Begin

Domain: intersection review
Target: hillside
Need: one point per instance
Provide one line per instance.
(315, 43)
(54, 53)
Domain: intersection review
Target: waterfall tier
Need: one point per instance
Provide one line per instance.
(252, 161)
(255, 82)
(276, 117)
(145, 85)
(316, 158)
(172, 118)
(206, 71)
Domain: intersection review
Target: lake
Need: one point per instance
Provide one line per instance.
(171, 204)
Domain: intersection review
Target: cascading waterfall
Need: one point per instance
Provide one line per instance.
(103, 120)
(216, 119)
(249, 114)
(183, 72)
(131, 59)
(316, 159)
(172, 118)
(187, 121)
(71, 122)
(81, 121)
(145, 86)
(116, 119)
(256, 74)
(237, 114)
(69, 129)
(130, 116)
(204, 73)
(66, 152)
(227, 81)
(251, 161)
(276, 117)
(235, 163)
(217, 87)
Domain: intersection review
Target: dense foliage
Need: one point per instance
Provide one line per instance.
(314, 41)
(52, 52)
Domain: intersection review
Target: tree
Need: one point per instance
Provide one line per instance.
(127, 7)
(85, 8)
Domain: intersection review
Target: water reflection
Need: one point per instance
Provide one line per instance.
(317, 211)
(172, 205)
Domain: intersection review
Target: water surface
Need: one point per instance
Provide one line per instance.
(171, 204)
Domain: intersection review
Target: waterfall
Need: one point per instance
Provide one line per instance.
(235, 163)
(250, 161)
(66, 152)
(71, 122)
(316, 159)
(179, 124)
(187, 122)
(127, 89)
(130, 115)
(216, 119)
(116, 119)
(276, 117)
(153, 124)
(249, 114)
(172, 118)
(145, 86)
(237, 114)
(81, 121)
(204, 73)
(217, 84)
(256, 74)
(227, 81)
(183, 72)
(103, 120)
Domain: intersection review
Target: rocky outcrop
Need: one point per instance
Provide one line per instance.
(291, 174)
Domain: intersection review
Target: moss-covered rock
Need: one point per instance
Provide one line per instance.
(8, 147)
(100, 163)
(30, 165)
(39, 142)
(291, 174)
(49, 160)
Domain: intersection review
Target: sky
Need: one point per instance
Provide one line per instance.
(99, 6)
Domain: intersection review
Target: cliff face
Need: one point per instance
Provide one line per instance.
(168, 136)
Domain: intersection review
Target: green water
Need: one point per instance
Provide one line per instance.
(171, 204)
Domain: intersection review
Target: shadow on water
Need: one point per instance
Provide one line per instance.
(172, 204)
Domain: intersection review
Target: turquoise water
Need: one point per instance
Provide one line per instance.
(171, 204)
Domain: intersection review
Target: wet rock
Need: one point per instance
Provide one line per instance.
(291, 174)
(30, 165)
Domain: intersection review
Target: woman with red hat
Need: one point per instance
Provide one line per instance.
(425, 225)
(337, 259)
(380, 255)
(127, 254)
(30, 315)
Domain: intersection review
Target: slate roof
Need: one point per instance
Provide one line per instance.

End

*Instruction*. Take the lines above and retype all of them exactly.

*Exercise response*.
Domain: intersection review
Target: hillside
Need: one point per instance
Provide one line per instance.
(315, 43)
(54, 53)
Domain: intersection review
Target: waterfall tier
Need: one point per instance
Provide one line per instance.
(252, 161)
(255, 82)
(276, 117)
(145, 85)
(316, 158)
(172, 118)
(206, 71)
Domain: intersection review
Target: lake
Need: one point per instance
Provide one line per instance.
(171, 204)
Domain: intersection review
Target: cascading waterfall
Need: one point per instance
Provide one line per instance.
(103, 120)
(216, 119)
(249, 114)
(183, 72)
(131, 59)
(316, 159)
(172, 118)
(187, 121)
(71, 122)
(81, 121)
(145, 86)
(116, 119)
(256, 74)
(237, 114)
(69, 129)
(130, 116)
(204, 73)
(66, 152)
(227, 81)
(251, 161)
(276, 117)
(235, 163)
(217, 87)
Domain: intersection review
Target: dense foliage
Need: one point per instance
Provide one line per instance.
(314, 41)
(52, 52)
Domain: intersection review
Target: tree
Need: one point per instance
Provide one line per instance.
(127, 7)
(85, 8)
Domain: intersection review
Target: water reflection
Need: one point per instance
Provide one line per instance.
(317, 211)
(172, 205)
Domain: intersection review
Target: water surface
Need: one point per instance
Provide one line per instance.
(171, 204)
Domain: intersection review
Target: waterfall
Need: one point per instance
Provide one line per instance.
(235, 163)
(250, 161)
(66, 152)
(71, 122)
(316, 159)
(179, 124)
(187, 122)
(127, 89)
(130, 115)
(216, 119)
(116, 119)
(276, 117)
(153, 124)
(249, 114)
(172, 118)
(145, 86)
(237, 114)
(81, 121)
(204, 73)
(217, 84)
(256, 74)
(227, 81)
(183, 72)
(103, 120)
Domain: intersection review
Target: rocky outcrop
Need: one point per instance
Provide one line per instance.
(291, 174)
Domain: intersection review
Target: moss-covered rock
Need: one point per instance
Provide one line per instance.
(8, 147)
(100, 163)
(30, 165)
(39, 142)
(291, 174)
(49, 160)
Domain: intersection review
Target: sky
Need: one point per instance
Provide one line per instance.
(99, 6)
Domain: intersection review
Target: cliff face
Need: one point per instance
Provide one line per instance.
(168, 136)
Domain: intersection review
Target: green water
Need: one point per instance
Provide one line per instance.
(171, 204)
Domain: intersection review
Target: shadow on water
Need: one point per instance
Provide one line per instance.
(172, 204)
Domain: intersection review
Target: turquoise water
Need: one point per instance
Provide one line per instance.
(171, 204)
Domain: intersection review
Target: wet rock
Need: one point per instance
Provide one line per instance.
(291, 174)
(30, 165)
Domain: intersection review
Target: woman with red hat
Need: one point per instance
Provide one line per instance.
(425, 225)
(337, 259)
(380, 255)
(127, 254)
(30, 315)
Domain: intersection review
Target: slate roof
Need: one point per instance
Provide one line per instance.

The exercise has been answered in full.